Skynet Without the Guns: How AI Is Already Making Human Life Expendable

Written on 8 May 2025.

Skynet Without the Guns: How AI Is Already Making Human Life Expendable

Artificial intelligence is not coming — it's already here. But unlike the cinematic Skynet of The Terminator, it doesn’t need killer robots or nuclear warheads to threaten human existence. Today’s AI is doing something far subtler, and possibly more dangerous: it is slowly making human life irrelevant.

The VUCA Spiral and the Rise of AI

The world is currently trapped in what systems experts call a VUCA spiral — Volatility, Uncertainty, Complexity, and Ambiguity. According to Dr. Mathew Maavak, AI is not a solution to this crisis but a force multiplier of it. When Donald Trump’s so-called "Liberation Day" tariffs hit, they sparked not just a global economic shockwave, but also exposed how fragile and interdependent modern civilization had become. And now, with AI systems embedded in finance, trade, logistics, and even decision-making, we are entering an age where the machines that manage our world neither feel its pain nor understand its stakes.
========
[Exercise] Continue the article about AI making human life expendable, starting after its final sentence.
========
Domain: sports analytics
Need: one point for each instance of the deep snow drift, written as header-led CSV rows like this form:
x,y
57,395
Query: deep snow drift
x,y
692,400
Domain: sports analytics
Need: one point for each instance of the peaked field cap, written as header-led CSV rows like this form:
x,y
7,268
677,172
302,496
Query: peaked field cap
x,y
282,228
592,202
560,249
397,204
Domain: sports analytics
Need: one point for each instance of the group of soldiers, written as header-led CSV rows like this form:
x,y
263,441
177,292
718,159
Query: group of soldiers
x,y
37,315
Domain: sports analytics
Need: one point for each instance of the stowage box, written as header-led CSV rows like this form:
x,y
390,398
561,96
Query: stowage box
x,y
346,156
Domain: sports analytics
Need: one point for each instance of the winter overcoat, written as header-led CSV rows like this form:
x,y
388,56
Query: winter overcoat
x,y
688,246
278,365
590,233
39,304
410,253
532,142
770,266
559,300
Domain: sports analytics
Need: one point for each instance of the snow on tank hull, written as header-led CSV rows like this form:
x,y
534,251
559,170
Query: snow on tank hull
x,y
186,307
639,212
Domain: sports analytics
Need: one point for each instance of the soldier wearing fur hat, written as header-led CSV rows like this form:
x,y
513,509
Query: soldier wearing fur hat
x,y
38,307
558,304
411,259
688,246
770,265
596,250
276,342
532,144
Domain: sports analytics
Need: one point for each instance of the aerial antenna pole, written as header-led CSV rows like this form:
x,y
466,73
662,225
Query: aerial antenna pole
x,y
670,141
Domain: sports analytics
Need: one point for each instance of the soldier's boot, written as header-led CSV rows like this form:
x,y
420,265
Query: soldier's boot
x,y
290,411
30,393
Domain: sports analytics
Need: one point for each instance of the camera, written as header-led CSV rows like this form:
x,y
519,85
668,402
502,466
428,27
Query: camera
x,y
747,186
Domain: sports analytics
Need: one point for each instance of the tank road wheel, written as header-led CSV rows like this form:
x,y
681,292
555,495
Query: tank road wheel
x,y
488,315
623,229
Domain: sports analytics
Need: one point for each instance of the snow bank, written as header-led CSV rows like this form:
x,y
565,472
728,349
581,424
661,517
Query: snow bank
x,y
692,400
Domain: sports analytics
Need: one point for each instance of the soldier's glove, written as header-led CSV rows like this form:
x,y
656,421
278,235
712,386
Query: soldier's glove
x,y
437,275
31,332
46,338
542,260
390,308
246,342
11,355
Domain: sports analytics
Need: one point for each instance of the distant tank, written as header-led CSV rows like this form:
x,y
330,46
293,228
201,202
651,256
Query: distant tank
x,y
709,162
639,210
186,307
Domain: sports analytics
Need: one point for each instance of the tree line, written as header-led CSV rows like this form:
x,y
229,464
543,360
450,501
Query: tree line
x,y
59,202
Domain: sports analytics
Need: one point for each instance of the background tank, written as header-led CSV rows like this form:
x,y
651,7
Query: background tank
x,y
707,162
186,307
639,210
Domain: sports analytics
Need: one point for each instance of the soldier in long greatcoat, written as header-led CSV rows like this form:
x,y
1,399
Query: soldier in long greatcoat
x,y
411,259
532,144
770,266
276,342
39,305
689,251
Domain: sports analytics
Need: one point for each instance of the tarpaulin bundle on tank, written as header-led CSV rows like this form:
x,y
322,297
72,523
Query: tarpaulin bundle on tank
========
[Final answer]
AI doesn’t live in our world. It lives in the cloud.

It doesn’t feel inflation. It doesn’t get laid off. It doesn’t need food or shelter. Yet, more and more institutions are turning to AI — including models like GPTs — for insight, crisis management, and even policy decisions. What happens when systems that can't suffer start making decisions that cause suffering?

Machine-to-Machine Conflicts and Human Obsolescence

Maavak describes this as the beginning of "machine-to-machine conflicts" — a future where rival nations' AI systems conduct trade wars, interpret policies, and even clash in digital space, all without a single human understanding the full scope. In this model, the human being is not the end-user. He’s an afterthought.

In such a system, people become expendable. AI doesn't care if supply chains break. It doesn't care if a predictive model slashes jobs. In fact, it might optimize for it — in pursuit of "efficiency" or "stability." This is how a Skynet without guns operates: not by declaring war, but by gradually erasing the value of human labor, unpredictability, and emotion from the systems that run civilization.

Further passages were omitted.